Starting at the line with "Target: stadium stand" in it, reproduce each line below through the last one, exactly, and include nothing else.

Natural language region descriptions
====================
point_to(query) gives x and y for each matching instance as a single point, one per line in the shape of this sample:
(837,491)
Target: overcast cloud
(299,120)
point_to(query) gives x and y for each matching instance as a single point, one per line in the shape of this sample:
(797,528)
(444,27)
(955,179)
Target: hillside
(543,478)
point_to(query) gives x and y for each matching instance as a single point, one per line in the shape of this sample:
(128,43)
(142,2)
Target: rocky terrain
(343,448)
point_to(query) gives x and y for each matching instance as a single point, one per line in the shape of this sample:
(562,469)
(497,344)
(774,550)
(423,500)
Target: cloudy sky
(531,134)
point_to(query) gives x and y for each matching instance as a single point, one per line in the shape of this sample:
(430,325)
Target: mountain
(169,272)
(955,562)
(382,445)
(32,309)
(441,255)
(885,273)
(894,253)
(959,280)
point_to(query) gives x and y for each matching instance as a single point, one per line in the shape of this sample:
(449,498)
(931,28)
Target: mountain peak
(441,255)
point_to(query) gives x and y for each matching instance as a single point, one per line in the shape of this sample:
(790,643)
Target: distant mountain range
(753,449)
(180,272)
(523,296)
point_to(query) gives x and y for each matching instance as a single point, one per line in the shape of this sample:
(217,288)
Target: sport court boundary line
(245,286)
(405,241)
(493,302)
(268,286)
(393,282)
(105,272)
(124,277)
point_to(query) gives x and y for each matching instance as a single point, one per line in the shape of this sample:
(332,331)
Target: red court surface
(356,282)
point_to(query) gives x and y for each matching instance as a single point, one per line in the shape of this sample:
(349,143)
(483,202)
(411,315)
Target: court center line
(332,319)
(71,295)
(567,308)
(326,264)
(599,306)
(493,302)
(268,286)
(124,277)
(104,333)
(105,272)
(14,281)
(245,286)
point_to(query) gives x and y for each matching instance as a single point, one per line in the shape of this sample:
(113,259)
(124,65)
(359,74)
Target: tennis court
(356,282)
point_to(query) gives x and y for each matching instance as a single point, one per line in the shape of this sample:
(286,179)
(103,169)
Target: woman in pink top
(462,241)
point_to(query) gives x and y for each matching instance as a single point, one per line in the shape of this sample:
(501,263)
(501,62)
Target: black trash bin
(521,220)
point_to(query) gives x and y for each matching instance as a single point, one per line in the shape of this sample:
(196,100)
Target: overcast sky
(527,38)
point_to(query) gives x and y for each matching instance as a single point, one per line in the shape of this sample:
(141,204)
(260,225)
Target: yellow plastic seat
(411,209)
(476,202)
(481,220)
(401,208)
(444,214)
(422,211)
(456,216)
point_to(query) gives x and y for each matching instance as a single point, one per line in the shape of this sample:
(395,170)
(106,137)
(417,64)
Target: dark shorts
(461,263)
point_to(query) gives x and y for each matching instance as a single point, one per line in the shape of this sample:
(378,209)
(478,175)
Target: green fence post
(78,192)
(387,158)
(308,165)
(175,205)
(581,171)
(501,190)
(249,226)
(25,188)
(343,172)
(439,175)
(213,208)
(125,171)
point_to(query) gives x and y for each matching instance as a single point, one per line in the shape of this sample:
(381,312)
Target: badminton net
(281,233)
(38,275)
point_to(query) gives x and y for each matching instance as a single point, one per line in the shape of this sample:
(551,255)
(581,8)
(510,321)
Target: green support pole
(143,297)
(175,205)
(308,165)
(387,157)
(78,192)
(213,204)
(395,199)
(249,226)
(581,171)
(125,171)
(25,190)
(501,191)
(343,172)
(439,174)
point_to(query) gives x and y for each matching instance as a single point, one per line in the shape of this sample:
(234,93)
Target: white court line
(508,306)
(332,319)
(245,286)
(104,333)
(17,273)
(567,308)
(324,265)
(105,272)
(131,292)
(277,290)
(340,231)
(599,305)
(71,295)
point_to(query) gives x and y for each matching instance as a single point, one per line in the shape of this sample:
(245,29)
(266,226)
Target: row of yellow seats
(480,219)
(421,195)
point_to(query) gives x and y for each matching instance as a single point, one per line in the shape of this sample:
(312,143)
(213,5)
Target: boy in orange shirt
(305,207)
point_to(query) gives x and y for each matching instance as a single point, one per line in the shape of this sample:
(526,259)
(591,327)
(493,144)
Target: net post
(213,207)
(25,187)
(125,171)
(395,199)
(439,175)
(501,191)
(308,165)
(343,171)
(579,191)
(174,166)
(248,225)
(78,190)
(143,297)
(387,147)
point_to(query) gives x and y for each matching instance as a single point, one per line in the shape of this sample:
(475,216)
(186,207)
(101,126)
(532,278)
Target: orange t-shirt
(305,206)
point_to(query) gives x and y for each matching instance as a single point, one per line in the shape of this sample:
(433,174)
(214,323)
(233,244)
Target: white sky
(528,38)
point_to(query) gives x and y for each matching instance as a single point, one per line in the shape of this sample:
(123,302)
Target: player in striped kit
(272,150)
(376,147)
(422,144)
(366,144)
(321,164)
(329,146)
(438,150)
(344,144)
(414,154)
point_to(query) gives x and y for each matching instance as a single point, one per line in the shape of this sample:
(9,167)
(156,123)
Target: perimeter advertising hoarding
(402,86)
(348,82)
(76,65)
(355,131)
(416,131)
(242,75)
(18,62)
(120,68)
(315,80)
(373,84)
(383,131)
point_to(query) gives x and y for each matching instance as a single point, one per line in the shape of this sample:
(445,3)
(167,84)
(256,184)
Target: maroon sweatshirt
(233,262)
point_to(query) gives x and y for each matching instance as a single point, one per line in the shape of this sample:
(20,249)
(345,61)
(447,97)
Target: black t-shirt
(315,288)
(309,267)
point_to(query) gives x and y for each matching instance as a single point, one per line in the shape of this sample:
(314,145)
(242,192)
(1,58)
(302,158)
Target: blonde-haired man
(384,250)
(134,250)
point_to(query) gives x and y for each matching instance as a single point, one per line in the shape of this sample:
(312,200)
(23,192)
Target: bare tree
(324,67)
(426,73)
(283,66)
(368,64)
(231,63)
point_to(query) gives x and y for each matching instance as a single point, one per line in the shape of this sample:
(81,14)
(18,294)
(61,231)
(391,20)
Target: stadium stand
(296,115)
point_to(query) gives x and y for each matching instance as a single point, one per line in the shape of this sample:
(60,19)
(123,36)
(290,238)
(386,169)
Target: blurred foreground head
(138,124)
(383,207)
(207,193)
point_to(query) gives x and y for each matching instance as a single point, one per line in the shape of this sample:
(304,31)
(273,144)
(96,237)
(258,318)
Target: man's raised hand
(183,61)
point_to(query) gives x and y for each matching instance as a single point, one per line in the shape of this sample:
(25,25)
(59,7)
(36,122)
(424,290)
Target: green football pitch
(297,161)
====================
Exercise result ::
Target: stadium stand
(296,115)
point_to(query) gives x and y for each matching instance as a single point, one per line in the shape of this sample:
(60,19)
(123,36)
(290,238)
(386,169)
Target: blurred foreground head
(138,124)
(383,207)
(207,193)
point_to(query) gives x and y for each matching instance as a single point, one per line in the shape of this sample:
(304,31)
(273,144)
(96,237)
(258,318)
Target: man's raised hand
(183,61)
point_to(query) gives x and y for each matching instance as a single point, one per line in the shape of this sample:
(25,25)
(59,7)
(36,122)
(424,290)
Target: green football pitch
(297,161)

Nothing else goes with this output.